* _Excerpt_
#####
Lake in Arjeplog Municipality, Norrbotten County, Sweden

Hornavan is a lake in northern Sweden. Located in Arjeplog Municipality in the province of Swedish Lapland, administratively known as Norrbotten County, it is the deepest lake in Sweden at 221 m. Being a high mountain lake downstream from the source of the Skellefte River, the deepest point of the lake basin is still located 204 m above sea level. Due to the cold subarctic climate of the area, it always freezes over for several months of the year in spite of its depth.

== Geography ==
It is situated in the Scandinavian mountain range, at a height of 425 m. The town of Arjeplog is located on its south-western shore. The lake then extends 70 km northwest up to the town of Jäckvik, containing about 400 islets, many of which have distinguishable flora and fauna. Research on the ecosystems comparing the larger islands with smaller islets in Hornavan and Uddjaur are popular due to their unpolluted environment, and have yielded . In June 2005 an international study was published in Nature entitled Effects of species and functional group loss on island ecosystem properties.
#####
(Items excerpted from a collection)
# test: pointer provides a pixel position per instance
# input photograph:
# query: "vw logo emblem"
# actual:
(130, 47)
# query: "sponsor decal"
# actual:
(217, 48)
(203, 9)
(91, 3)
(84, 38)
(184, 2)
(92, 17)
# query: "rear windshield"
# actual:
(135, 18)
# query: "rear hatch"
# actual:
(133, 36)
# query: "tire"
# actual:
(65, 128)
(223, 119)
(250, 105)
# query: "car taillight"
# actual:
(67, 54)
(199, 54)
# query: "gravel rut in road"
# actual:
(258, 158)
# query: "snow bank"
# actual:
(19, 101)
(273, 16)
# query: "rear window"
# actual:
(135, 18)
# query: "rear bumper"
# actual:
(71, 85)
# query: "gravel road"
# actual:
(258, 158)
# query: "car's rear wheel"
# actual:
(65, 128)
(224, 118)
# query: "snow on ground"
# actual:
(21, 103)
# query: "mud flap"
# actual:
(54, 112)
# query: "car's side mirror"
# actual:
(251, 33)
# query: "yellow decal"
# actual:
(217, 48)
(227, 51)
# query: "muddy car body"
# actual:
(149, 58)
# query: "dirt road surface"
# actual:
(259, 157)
#####
* _Directions_
In the text about Hornavan, which town lies on the lake's south-western shore? Answer using only the text about Hornavan.

* _Written response_
Arjeplog